• DIRECTIONS: Pictures aside, repeat every record below exactly.

____________________

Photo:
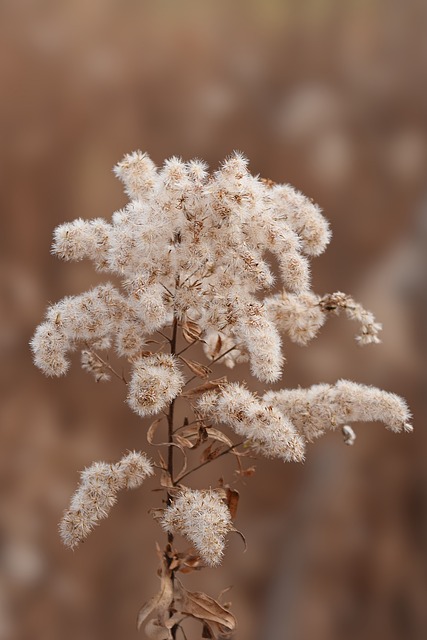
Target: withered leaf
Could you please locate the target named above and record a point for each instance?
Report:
(199, 605)
(216, 434)
(191, 331)
(207, 386)
(183, 441)
(198, 369)
(217, 349)
(210, 453)
(152, 430)
(232, 501)
(156, 630)
(246, 473)
(165, 479)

____________________

• SOLVED EXERCISE:
Photo:
Target: withered leaf
Could you please locate the target named above and record a point for each instance?
Report:
(199, 605)
(216, 434)
(191, 331)
(207, 386)
(183, 441)
(198, 369)
(217, 349)
(210, 453)
(152, 430)
(232, 501)
(156, 630)
(246, 473)
(165, 479)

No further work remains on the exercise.